ENTRIES SHOWN ->
>> BEGIN
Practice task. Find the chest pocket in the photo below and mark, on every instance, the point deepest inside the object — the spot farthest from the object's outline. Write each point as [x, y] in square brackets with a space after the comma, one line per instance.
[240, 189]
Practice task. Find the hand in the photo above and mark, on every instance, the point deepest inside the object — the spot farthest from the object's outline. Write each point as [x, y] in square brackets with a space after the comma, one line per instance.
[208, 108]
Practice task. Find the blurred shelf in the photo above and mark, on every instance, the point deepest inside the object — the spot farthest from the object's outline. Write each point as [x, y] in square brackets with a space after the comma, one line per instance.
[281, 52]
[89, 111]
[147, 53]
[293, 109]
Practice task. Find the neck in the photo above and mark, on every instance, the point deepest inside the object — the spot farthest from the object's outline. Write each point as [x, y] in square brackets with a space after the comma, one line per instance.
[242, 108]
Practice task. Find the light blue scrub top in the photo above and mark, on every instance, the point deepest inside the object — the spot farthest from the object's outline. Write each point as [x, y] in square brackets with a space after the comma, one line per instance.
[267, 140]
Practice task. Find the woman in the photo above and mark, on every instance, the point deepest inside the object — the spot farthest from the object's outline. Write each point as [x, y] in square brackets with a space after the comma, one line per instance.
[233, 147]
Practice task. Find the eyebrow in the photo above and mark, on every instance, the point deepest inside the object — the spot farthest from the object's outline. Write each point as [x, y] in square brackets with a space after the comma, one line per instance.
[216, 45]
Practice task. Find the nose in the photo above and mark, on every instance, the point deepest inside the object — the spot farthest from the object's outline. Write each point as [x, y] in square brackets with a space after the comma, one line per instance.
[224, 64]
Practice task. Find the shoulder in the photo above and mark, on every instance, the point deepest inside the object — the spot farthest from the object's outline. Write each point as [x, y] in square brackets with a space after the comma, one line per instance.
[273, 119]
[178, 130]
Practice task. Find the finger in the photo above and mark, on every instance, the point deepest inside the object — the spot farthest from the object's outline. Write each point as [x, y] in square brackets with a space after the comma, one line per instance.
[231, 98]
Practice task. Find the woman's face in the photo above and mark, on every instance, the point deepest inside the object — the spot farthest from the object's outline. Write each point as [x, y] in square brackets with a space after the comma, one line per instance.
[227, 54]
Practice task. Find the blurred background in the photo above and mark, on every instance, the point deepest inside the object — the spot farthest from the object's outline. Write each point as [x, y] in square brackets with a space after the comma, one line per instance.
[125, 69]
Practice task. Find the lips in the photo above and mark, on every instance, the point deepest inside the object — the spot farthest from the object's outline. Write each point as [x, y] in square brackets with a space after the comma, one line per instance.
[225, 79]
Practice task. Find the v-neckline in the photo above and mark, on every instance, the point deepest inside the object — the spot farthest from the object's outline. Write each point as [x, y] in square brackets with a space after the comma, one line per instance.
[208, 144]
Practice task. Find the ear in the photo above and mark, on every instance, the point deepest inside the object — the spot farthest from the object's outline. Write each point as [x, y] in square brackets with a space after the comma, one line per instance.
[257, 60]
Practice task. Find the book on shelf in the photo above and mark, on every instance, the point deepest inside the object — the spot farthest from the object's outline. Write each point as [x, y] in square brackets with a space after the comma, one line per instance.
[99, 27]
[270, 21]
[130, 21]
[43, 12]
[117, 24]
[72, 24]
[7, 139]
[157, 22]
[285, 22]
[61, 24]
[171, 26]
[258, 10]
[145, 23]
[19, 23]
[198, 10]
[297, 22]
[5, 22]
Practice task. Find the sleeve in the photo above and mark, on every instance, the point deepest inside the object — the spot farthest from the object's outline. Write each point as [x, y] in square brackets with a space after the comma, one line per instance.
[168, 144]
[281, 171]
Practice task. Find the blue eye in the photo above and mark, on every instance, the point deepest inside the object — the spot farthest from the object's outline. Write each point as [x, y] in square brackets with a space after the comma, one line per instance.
>> END
WHAT THE EXERCISE ASKS -> Find the line containing "Practice task. Find the lips", then output it and every line after it to the end of the data, exactly.

RESPONSE TO THE TASK ->
Practice task. Find the lips in the photo above and mark, on every instance, the point deepest inside the object — the spot farthest from the object's outline. Write each point as [x, y] in square brackets with a space after the comma, one line per instance.
[225, 79]
Practice task. Find the v-neckline in the photo above and mark, on every instance, the point deepest inside the object — the spot farthest from the object's outline. Write each point as [x, y] in square brackets with a space after the comma, one line per instance.
[208, 144]
Practice task. Find the ear in the photo above and mark, on every instance, the point deepest inside the object — the spot farthest from the object's outline. Write each point as [x, y] in square brackets with a space after the comma, one line per instance.
[257, 60]
Practice task. Find the book on shelf in the photo above and mark, on every instance, the point deepest inside the object — the spot farthest from the object's outline. Write each point as [x, y] in square brackets with a space after the comma, one line per instance.
[99, 27]
[270, 21]
[130, 21]
[43, 12]
[117, 24]
[72, 24]
[7, 139]
[157, 22]
[285, 22]
[61, 24]
[171, 26]
[258, 10]
[145, 23]
[19, 23]
[198, 10]
[297, 22]
[5, 22]
Practice task. Find the sleeve in the photo above and mark, on every instance, the point deepest inside the object — the spot farthest from the object's outline. Write each point as [x, y] in square brackets with a space after the comma, one line per instance.
[168, 144]
[281, 171]
Practice task. Find the blue eye in the photo above and mark, on every instance, the point deepest inside the object — the spot farthest from the object's outline. Write each point as [x, y] in square brackets with a space after the comma, one line per instance.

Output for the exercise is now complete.